▽

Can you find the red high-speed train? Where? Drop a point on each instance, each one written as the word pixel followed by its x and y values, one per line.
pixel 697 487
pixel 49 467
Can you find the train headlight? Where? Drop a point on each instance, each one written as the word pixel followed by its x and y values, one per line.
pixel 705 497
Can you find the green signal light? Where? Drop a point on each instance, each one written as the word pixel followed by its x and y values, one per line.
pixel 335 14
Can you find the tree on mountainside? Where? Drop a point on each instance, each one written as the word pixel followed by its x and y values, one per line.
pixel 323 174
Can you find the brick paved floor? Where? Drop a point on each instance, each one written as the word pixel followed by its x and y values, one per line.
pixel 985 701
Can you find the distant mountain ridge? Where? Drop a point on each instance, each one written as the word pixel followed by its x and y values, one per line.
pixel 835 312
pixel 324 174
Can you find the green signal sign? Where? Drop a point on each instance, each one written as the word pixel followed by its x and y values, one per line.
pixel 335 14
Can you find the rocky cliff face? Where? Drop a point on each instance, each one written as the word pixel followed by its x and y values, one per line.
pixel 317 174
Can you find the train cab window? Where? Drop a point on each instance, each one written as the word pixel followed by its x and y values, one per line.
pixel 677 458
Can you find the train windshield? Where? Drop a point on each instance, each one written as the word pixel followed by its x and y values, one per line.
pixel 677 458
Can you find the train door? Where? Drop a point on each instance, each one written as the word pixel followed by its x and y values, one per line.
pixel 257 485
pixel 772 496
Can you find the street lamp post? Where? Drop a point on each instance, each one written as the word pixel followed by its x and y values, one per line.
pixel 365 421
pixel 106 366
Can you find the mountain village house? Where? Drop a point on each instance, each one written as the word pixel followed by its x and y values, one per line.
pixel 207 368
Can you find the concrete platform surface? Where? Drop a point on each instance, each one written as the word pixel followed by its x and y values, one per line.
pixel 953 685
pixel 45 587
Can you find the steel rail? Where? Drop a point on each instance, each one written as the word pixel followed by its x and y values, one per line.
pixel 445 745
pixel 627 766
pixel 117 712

△

What is wanted is an exact repeat of the lines from the one with "Can you find the train cab" through the last line of the listing above, and no other text.

| REPLY TO THE TASK |
Can you find the train cab window? Where? Drop a point on each instance, each one written as the word pixel followed by its x and y values, one per line.
pixel 677 458
Can you find the train windshield? Where? Drop a point on each instance, each one written as the word pixel followed by its x and y values, one per line.
pixel 677 458
Can you find the train door? Where? Drop a point on each instance, each one written as the word pixel followed by its x and y values, one per line.
pixel 257 485
pixel 772 496
Can you find the street lamp post? Where? Drop a point on each instance, each one written as the word pixel followed by its x and y values, one per line.
pixel 365 421
pixel 106 366
Can you find the mountain village house? Where? Drop a point on each instance, each one written as the word pixel followed by its x and y values, one per line.
pixel 207 368
Can you find the concrete platform surface? Where? Drop a point on each instance, each one written as the word pixel followed by its x and y values, one per line.
pixel 953 685
pixel 45 587
Can you find the steel rail? Where? Drop a point on each instance, each one written as the word pixel followed by its x and y values, one per line.
pixel 445 745
pixel 627 766
pixel 117 712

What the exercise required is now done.